:: Recorded data ::
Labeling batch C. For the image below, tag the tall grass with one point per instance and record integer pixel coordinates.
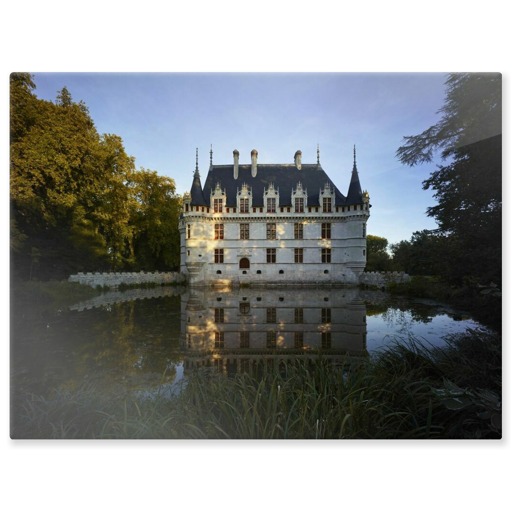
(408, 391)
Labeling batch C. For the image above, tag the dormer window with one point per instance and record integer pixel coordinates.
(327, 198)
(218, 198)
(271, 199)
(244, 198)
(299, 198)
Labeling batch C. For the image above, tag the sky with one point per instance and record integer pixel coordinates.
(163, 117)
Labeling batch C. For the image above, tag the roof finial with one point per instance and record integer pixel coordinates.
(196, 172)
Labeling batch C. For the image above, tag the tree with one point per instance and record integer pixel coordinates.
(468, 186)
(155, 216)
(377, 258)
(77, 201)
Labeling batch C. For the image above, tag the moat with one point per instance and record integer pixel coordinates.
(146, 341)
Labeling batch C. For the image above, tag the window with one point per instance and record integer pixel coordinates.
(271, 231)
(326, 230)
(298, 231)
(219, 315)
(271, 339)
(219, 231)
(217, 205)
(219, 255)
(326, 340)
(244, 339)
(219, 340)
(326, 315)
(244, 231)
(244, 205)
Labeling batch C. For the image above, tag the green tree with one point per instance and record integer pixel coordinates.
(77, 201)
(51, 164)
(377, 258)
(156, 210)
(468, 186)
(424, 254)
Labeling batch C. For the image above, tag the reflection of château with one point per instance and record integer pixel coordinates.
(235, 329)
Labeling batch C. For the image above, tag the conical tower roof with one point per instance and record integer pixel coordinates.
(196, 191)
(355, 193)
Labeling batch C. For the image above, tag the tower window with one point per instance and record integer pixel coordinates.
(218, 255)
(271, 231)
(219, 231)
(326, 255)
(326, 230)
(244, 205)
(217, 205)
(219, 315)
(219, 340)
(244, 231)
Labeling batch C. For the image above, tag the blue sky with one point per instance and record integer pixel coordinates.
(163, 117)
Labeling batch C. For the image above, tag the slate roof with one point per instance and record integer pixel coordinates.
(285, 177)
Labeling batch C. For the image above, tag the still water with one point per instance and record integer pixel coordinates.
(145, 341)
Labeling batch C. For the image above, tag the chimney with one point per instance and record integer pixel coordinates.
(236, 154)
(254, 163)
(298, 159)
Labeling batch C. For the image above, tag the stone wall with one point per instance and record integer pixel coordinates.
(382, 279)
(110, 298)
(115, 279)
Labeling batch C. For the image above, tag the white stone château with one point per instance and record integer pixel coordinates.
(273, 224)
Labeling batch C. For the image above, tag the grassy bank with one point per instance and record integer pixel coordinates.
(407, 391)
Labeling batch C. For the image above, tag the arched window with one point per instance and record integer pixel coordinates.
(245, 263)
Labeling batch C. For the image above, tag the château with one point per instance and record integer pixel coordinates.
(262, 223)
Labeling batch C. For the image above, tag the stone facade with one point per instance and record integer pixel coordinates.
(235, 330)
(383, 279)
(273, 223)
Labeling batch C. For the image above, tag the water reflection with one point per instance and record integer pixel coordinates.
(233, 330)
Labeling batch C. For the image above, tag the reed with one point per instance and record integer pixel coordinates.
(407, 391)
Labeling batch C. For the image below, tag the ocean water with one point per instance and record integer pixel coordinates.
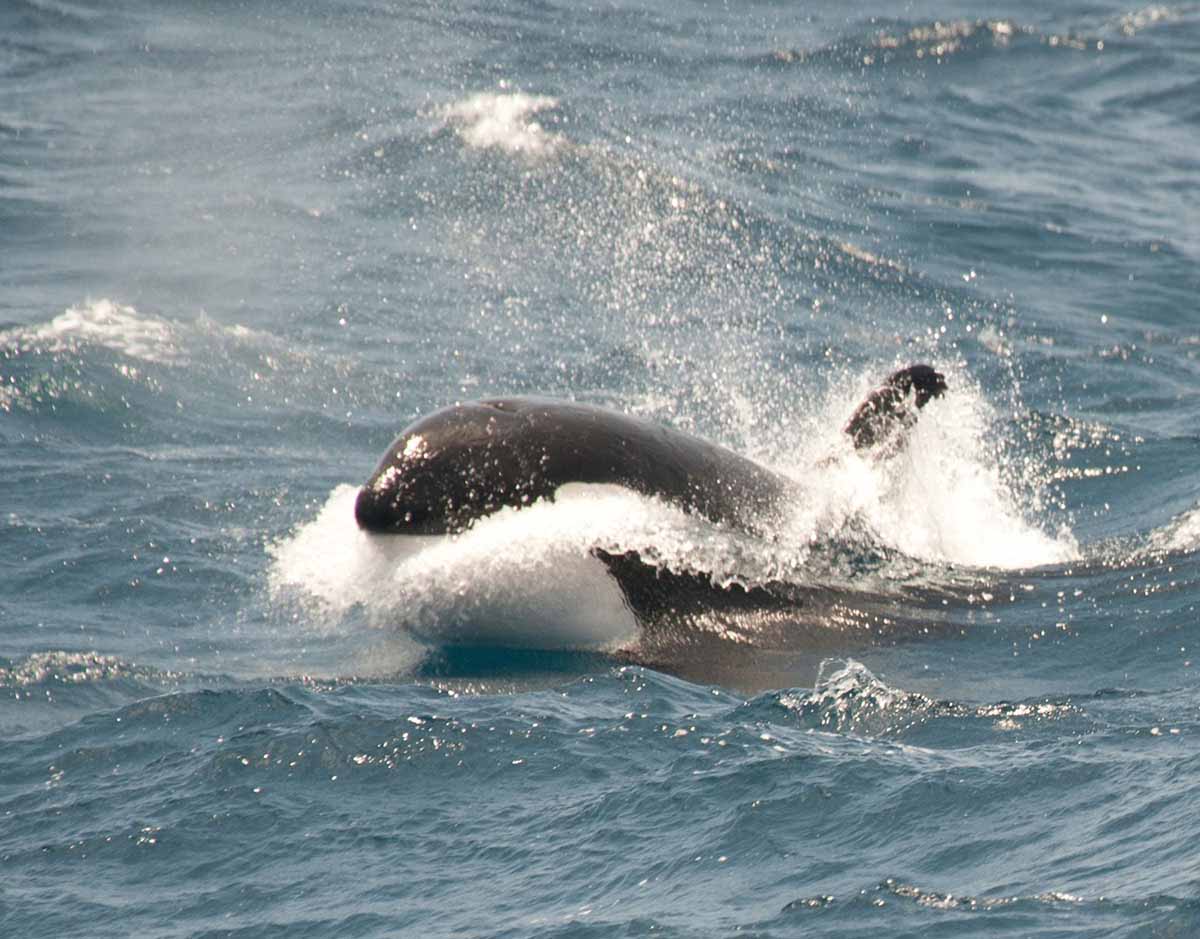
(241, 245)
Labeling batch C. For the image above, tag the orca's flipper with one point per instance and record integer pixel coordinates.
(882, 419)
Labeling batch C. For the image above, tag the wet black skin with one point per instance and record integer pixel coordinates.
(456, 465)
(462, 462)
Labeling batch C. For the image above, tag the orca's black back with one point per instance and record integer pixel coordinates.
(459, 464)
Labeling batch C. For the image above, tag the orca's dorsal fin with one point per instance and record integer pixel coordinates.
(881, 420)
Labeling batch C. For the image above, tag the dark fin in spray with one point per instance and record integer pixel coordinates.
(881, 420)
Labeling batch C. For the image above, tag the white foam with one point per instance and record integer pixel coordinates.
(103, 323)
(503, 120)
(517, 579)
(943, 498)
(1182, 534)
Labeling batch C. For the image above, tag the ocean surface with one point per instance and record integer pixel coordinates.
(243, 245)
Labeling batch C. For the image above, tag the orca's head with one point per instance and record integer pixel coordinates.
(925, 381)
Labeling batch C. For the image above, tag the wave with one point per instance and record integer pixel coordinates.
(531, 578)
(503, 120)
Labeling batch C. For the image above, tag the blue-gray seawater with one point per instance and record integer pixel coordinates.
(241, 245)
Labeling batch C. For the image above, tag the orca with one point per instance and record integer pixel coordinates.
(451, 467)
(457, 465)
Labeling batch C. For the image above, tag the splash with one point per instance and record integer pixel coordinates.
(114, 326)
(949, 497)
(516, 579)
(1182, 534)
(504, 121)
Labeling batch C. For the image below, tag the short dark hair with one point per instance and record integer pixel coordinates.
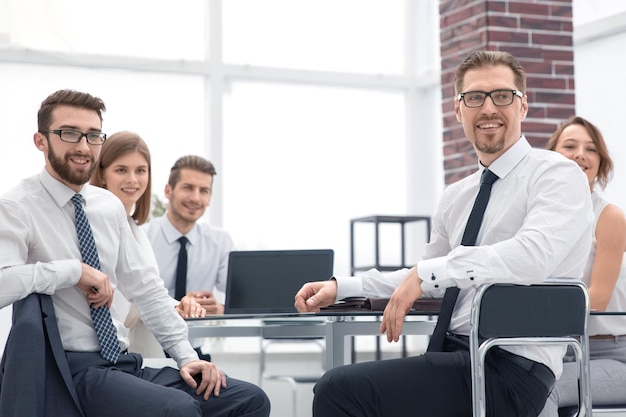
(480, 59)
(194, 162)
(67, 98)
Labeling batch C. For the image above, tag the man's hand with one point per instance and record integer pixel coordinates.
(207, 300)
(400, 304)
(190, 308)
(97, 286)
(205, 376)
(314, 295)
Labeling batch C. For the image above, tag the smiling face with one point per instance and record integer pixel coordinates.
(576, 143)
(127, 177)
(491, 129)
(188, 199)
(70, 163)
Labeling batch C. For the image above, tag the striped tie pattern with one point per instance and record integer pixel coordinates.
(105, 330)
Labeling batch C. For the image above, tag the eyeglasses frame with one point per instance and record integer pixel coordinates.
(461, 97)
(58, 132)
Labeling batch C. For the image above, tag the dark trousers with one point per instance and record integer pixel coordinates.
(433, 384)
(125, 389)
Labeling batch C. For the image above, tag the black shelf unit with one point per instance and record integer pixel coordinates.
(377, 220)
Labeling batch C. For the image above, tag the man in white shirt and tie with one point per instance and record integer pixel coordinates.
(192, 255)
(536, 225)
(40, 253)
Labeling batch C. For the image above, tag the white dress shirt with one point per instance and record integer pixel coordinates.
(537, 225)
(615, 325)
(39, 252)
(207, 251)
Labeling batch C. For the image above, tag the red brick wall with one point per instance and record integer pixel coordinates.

:: What this task involves ::
Reproduce the material above with every occurrence of "Labeling batch C" replaced by "Annotation batch C" and everything else unchanged. Omit the pictures from your answer.

:: Solution ::
Annotation batch C. For the image below, tag the tall grass with one point per instance and record integer pixel coordinates.
(408, 391)
Annotation batch C. For the image above, tag the dormer window with one point per instance and record integer pixel coordinates.
(327, 198)
(218, 198)
(271, 199)
(244, 198)
(299, 198)
Annotation batch C. For the image above, tag the sky with one point per instance and record integer pixel coordinates.
(163, 117)
Annotation batch C. For the image above, tag the roof finial with one point per instance and record integer pixel coordinates.
(196, 172)
Annotation batch C. For the image above, tag the tree with one point per instance and record integer pixel coordinates.
(468, 186)
(155, 216)
(377, 258)
(77, 201)
Annotation batch C. For the image above, tag the moat with one point per instance and record integer pixel coordinates.
(146, 341)
Annotation batch C. For the image above, tag the window with one point per instance and record integer pixel coordinates.
(271, 231)
(326, 230)
(298, 231)
(219, 315)
(271, 339)
(219, 231)
(217, 205)
(219, 255)
(326, 340)
(244, 339)
(219, 340)
(326, 315)
(244, 231)
(244, 205)
Annotation batch C. For the image above, tag the green tree with one point per instance and record integer pixel coordinates.
(77, 201)
(51, 164)
(377, 258)
(156, 210)
(468, 186)
(424, 254)
Annotation batch C. For the image above, tag the reflection of château with one point per instance and record integer pixel coordinates.
(235, 329)
Annotation batch C. For the image above, tag the conical tower roof with one point per instance and record integer pixel coordinates.
(196, 191)
(355, 193)
Annotation batch C. For the image above, tag the tower window with one point per instance and record integer pixel coordinates.
(218, 255)
(271, 231)
(219, 231)
(326, 255)
(326, 230)
(244, 205)
(217, 205)
(219, 315)
(219, 340)
(244, 231)
Annotation batch C. For the image above, tag the blue sky with one point per instance and record integer pixel coordinates.
(163, 117)
Annotation batch C. For the image above, tag the slate roof with one point per instance and record integer pixel coordinates.
(285, 177)
Annotation batch C. For the image above, tag the still water with one point per instance and record integer pixel coordinates.
(145, 341)
Annotation batch C. For the image above, tag the chimney with one point per instance and record integer pixel coordinates.
(236, 154)
(254, 163)
(298, 159)
Annotation batch C. For the image above, tag the stone wall with one point per instance and record integer pixel coordinates.
(382, 279)
(110, 298)
(115, 279)
Annotation batch C. For the image above, tag the white stone château with one point per instance and record integer pixel coordinates.
(273, 224)
Annotation batch C. For the image above, tag the grassy bank with one point per instance and record integer pixel coordinates.
(407, 391)
Annotation batch C. For the image above, tag the arched window with one point per instance and record integer pixel coordinates.
(245, 263)
Annotation batch C. For the image above, tag the château with one point per instance and record integer pixel coordinates.
(262, 223)
Annotation batch C. For the image above, tag the stone facade with one point per instance and record integer pixel coordinates.
(235, 330)
(383, 279)
(273, 223)
Annotation batch C. For the image above, tag the water reflection with one point per instance and record integer pixel coordinates.
(233, 330)
Annotation batch C. For the image above, tag the reed with one point per instance and record integer pixel coordinates.
(407, 391)
Annotation batch C. For the image below, tag the ocean water with one point per instance and record integer pixel coordinates.
(241, 245)
Annotation batch C. For the image above, tag the orca's flipper with one point per instance and record integer pixel coordinates.
(882, 419)
Annotation batch C. For the image above, tag the wet black skin with one point per instance and record integer pixel coordinates.
(456, 465)
(462, 462)
Annotation batch C. For the image above, tag the orca's black back with one point per instance and record integer pixel coordinates.
(459, 464)
Annotation batch C. For the image above, tag the orca's dorsal fin with one point per instance and record integer pixel coordinates.
(881, 420)
Annotation batch C. For the image above, tag the dark fin in spray with one point per instance and record integer pixel coordinates.
(881, 420)
Annotation batch C. For the image above, tag the white foam with one point per instance and record integer pixel coordinates.
(103, 323)
(503, 120)
(517, 579)
(943, 498)
(1182, 534)
Annotation batch C. For the image above, tag the ocean surface with one point per instance and record integer pixel coordinates.
(243, 245)
Annotation batch C. For the image above, tag the orca's head with one point per instance and record integer pixel coordinates.
(925, 381)
Annotation batch C. For the image above, tag the wave with one point per instance and record integer pixel coordinates.
(531, 578)
(503, 120)
Annotation batch C. For the image above, tag the blue-gray seawater with one point per instance and record integer pixel coordinates.
(241, 245)
Annotation batch C. For the image above, tag the orca with one point per instance and record integer pixel coordinates.
(451, 467)
(457, 465)
Annotation batch C. For the image above, tag the splash with one point per instance and record integer pixel coordinates.
(114, 326)
(949, 497)
(516, 579)
(1182, 534)
(504, 121)
Annotation batch C. For the image below, tag the short dark hair with one point per instance and record integer pixel coordinates.
(480, 59)
(194, 162)
(67, 98)
Annotation batch C. For the image above, tag the man's hand with one point per instance and record integer pixel coordinates.
(207, 300)
(400, 304)
(190, 308)
(97, 286)
(205, 376)
(314, 295)
Annotation batch C. For the image above, tag the smiling face with one point per instance and record integer pixel coordinates.
(576, 143)
(127, 177)
(491, 129)
(188, 199)
(70, 163)
Annotation batch C. For the image above, tag the striped tie pattern with one point per instance and record integer pixel coordinates.
(105, 330)
Annotation batch C. For the image above, tag the eyeglasses frame with one point per instance and record integer pixel coordinates.
(461, 97)
(58, 132)
Annotation batch C. For the image above, tag the dark trousers with one point per instance and record integer pixel coordinates.
(433, 384)
(125, 389)
Annotation batch C. For the image above, tag the black shelf unit with one point per instance and record integer pixel coordinates.
(377, 220)
Annotation batch C. For the image above, tag the man in white shirt and tie with one point per instance and record integer pixel coordinates.
(192, 255)
(536, 225)
(40, 253)
Annotation batch C. For the image above, tag the white dress shirt with one point per instance and record integer pixel coordinates.
(537, 225)
(615, 325)
(39, 252)
(207, 251)
Annotation batch C. For the image above, tag the red brick wall with one point per instance and record integer pixel coordinates.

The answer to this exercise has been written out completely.